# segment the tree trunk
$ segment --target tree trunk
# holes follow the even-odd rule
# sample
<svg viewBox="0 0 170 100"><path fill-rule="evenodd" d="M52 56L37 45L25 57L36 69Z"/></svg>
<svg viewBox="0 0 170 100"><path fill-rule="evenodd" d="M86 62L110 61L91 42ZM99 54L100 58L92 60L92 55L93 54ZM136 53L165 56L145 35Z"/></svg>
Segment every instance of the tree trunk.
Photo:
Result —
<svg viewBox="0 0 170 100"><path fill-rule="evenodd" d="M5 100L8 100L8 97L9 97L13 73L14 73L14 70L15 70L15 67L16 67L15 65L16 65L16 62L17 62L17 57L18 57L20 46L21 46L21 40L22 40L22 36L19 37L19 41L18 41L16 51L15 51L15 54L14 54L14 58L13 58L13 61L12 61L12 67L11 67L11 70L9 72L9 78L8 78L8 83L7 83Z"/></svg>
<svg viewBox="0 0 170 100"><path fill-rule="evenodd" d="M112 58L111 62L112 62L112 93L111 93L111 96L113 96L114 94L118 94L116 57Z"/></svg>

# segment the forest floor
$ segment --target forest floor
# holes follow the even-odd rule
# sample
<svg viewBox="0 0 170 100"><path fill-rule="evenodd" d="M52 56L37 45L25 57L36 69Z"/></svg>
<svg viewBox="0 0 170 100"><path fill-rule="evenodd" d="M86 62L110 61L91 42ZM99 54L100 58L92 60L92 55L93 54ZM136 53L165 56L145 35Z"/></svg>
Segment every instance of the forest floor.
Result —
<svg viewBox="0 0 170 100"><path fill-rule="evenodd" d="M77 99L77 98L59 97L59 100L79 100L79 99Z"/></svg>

....................

### The task
Switch every "tree trunk" in the lines above to "tree stump", and keep everything else the same.

### Written response
# segment the tree stump
$ segment --target tree stump
# holes follow the even-odd rule
# sample
<svg viewBox="0 0 170 100"><path fill-rule="evenodd" d="M52 56L37 45L25 57L36 69Z"/></svg>
<svg viewBox="0 0 170 100"><path fill-rule="evenodd" d="M86 62L110 61L91 42ZM99 54L100 58L92 60L92 55L93 54ZM136 53L165 56L145 35Z"/></svg>
Segment every instance of the tree stump.
Photo:
Result —
<svg viewBox="0 0 170 100"><path fill-rule="evenodd" d="M5 100L8 100L8 97L9 97L13 73L14 73L14 70L15 70L15 67L16 67L15 65L16 65L16 62L17 62L17 57L18 57L20 46L21 46L21 40L22 40L22 36L19 37L19 41L18 41L16 51L15 51L15 54L14 54L14 58L13 58L13 61L12 61L12 67L11 67L11 70L9 72L9 78L8 78L8 83L7 83Z"/></svg>
<svg viewBox="0 0 170 100"><path fill-rule="evenodd" d="M112 58L111 62L112 62L112 93L111 93L111 96L113 96L114 94L118 94L116 57Z"/></svg>

# segment the forest floor
$ segment --target forest floor
# holes follow the even-odd rule
# sample
<svg viewBox="0 0 170 100"><path fill-rule="evenodd" d="M52 56L37 45L25 57L36 69Z"/></svg>
<svg viewBox="0 0 170 100"><path fill-rule="evenodd" d="M86 62L110 61L91 42ZM99 54L100 58L92 60L92 55L93 54ZM136 53L165 56L145 35Z"/></svg>
Segment every instance of the forest floor.
Result —
<svg viewBox="0 0 170 100"><path fill-rule="evenodd" d="M77 99L77 98L59 97L59 100L79 100L79 99Z"/></svg>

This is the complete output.